- GIVEN PROBLEM -
How many lines in the entries below contain the word "tree"? Reply with the number only.
— start of EXTRACTED ENTRIES —
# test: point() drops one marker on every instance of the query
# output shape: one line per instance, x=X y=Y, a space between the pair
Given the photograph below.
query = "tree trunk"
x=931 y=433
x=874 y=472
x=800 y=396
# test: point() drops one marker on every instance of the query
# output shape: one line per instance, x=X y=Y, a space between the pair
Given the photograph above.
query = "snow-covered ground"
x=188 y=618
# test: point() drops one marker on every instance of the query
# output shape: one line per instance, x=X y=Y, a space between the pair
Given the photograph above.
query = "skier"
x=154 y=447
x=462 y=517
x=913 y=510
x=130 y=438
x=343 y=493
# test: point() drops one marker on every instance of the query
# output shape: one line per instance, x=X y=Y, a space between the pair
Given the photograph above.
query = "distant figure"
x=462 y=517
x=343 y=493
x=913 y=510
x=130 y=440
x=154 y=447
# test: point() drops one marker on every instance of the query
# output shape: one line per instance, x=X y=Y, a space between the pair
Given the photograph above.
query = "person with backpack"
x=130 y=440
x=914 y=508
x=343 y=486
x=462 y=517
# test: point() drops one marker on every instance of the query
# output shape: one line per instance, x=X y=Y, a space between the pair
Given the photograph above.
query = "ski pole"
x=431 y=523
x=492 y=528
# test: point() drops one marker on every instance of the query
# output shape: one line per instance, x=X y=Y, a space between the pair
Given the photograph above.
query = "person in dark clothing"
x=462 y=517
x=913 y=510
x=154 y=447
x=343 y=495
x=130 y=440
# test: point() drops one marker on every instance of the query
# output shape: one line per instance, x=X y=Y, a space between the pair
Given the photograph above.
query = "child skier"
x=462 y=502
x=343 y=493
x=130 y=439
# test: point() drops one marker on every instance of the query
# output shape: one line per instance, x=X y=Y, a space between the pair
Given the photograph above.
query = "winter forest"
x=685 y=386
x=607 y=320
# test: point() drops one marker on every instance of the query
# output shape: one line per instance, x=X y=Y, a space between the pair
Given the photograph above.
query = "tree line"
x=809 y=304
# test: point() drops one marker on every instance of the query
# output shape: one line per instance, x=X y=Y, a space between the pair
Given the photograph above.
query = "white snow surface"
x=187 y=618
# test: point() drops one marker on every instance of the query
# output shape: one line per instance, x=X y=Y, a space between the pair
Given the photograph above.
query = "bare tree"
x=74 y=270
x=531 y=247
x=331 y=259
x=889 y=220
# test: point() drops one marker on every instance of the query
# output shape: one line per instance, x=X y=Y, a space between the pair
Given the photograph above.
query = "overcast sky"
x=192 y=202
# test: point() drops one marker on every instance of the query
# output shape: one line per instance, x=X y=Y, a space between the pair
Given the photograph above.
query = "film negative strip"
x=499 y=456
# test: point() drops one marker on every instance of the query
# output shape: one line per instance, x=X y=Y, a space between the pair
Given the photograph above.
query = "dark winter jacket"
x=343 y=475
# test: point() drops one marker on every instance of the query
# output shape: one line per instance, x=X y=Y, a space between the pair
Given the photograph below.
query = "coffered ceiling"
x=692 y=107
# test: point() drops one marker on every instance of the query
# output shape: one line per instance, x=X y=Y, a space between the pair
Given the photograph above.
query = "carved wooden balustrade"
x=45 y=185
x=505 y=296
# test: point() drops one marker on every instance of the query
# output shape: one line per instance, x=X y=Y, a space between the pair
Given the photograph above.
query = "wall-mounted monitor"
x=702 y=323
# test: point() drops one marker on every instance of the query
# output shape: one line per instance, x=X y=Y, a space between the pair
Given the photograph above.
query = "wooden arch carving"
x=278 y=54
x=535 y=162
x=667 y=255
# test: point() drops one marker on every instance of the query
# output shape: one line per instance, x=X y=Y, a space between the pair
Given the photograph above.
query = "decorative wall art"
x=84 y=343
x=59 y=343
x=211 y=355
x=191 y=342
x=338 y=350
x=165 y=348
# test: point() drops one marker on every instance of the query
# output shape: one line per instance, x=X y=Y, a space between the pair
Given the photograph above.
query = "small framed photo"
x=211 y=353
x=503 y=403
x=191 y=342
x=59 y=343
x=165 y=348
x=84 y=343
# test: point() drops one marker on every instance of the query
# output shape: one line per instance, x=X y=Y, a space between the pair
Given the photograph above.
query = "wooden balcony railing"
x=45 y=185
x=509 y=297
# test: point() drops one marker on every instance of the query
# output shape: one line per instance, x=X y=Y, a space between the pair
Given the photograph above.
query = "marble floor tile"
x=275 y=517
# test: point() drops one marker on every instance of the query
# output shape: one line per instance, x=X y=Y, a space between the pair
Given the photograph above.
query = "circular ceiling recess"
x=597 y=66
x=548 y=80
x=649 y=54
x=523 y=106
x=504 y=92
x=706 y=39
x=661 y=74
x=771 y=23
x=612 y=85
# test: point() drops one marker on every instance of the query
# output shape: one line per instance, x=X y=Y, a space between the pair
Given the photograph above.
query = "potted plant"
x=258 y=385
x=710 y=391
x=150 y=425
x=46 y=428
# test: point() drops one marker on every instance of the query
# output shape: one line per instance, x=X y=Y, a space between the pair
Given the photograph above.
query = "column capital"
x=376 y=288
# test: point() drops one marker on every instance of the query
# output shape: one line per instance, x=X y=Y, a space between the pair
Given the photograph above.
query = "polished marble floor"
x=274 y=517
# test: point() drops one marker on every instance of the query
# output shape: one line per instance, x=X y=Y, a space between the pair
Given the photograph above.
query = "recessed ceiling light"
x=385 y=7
— end of EXTRACTED ENTRIES —
- ANSWER TO THIS PROBLEM -
3